## TAREFAS DO EXERCÍCIO
- 1) No texto sobre o processo penal inquisitorial, quais são as principais funções processuais que precisam ficar com sujeitos diferentes? Escreva todas.
- 2) Segundo o texto sobre o processo penal inquisitorial, que lei reformou o artigo 531 do Código de Processo Penal?
- 3) Reescreva em forma de lista o parágrafo do texto sobre o processo penal inquisitorial que começa com "Este contorno ético", mantendo os fatos principais.

## TEXTO DO DOCUMENTO
■ ■ ■ ■ ■ ■ ■

Por isso uma instituição como a Defensoria Pública não apenas é necessária no Brasil, mas é verdadeiramente essencial, se o que se quer é trilhar o caminho do Estado de Direito e da universalização dos meios para que se assegure a todos a condição de vida digna que está na base de nosso pacto social (artigo 1º, inciso III, da Constituição da República).

O processo penal inquisitorial no Brasil de hoje

Não obstante a boa vontade de parte da doutrina processual penal brasileira e o diligente trabalho de revisão da jurisprudência em matéria penal, levado a cabo pelo Supremo Tribunal Federal nos últimos sete anos, a verdade nua e crua é que ainda se vive por aqui sob a égide de um processo penal inquisitorial, mesmo que, à semelhança do modelo alemão, se possa chamá-lo de “processo penal inquisitorial reformado”.

Não é difícil perceber os sinais inquisitoriais de nosso processo penal, malgrado a reforma processual penal de 2008[1].

Com efeito, as bases para um processo penal acusatório dependem da estruturação de procedimentos em que as principais funções processuais – acusar, defender e julgar – estejam escrupulosamente distribuídas entre sujeitos processuais distintos: acusador, acusado e seu defensor e juiz.

A estrita diferenciação das funções obedece à lógica própria do Estado de Direito de que o exercício do poder punitivo sofre condicionamentos e somente é considerado válido quando observa os limites constitucionais e legais que orientem a atuação estatal na busca de uma condenação conforme preceitos éticos que alicerçam a vida em sociedade.

Assim, o propósito de reprovação das condutas criminosas não se impõe por si só. Punir após a determinação da “verdade” da responsabilidade penal do acusado não está acima da verificação do vínculo entre os meios (processuais) e o respeito à dignidade da pessoa do próprio acusado, independentemente da acusação que pese contra ele.

Este contorno ético, verdadeira fronteira axiológica, dentro da qual as atividades das partes têm lugar para determinar a responsabilidade penal do acusado, inibe qualquer “pretensão” de o juiz determinar o objeto do processo, quer para orientar o exercício futuro da ação penal (portanto, veda-se a atuação ex officio na fase de investigação), quer para fazer nascer o processo (como dispunha a redação primitiva do artigo 531 do Código de Processo Penal, reformado pela Lei nº 11.719/08), quer ainda para modificar a própria acusação, alterando-lhe o objeto com autonomia em face do Ministério Público (preceito anterior do artigo 384 do Código de Processo Penal, também reformulado pela Lei nº 11.719/08).

O caráter inquisitorial do processo penal não está apenas na definição dos limites da acusação. Talvez com maior sutileza percebe-se a fusão das principais funções processuais na figura do juiz, característica do modelo inquisitório, na atuação judicial em tese dirigida à proteção do processo (medidas cautelares decretadas sem provocação das partes) e na denominada gestão da prova, a respeito da qual com tanta ênfase Jacinto Nelson de Miranda Coutinho se pronuncia.

■ ■ ■ ■ ■ ■ ■

## SEÇÃO DE DADOS
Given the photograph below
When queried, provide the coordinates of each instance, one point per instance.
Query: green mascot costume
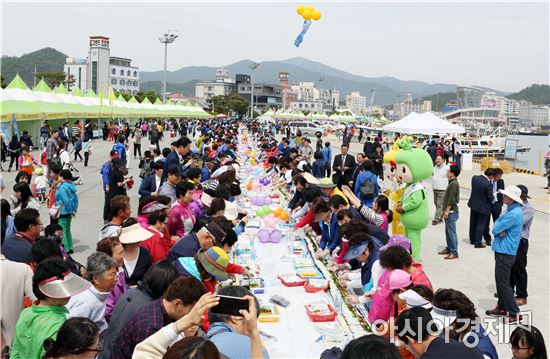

■ ■ ■ ■ ■ ■ ■

## RESPOSTAS DO EXERCÍCIO
- 1) Acusar, defender e julgar.

- 2) A Lei nº 11.719/08.

- 3)
Esse contorno ético, uma fronteira de valores dentro da qual as partes atuam para definir a responsabilidade penal do acusado, impede o juiz de determinar o objeto do processo:
- para orientar o exercício futuro da ação penal, o que proíbe a atuação de ofício na fase de investigação;
- para dar início ao processo, como previa a redação original do artigo 531 do Código de Processo Penal, reformado pela Lei nº 11.719/08;
- para modificar a própria acusação, alterando seu objeto com autonomia em relação ao Ministério Público, como previa o artigo 384 do Código de Processo Penal, também reformulado pela Lei nº 11.719/08.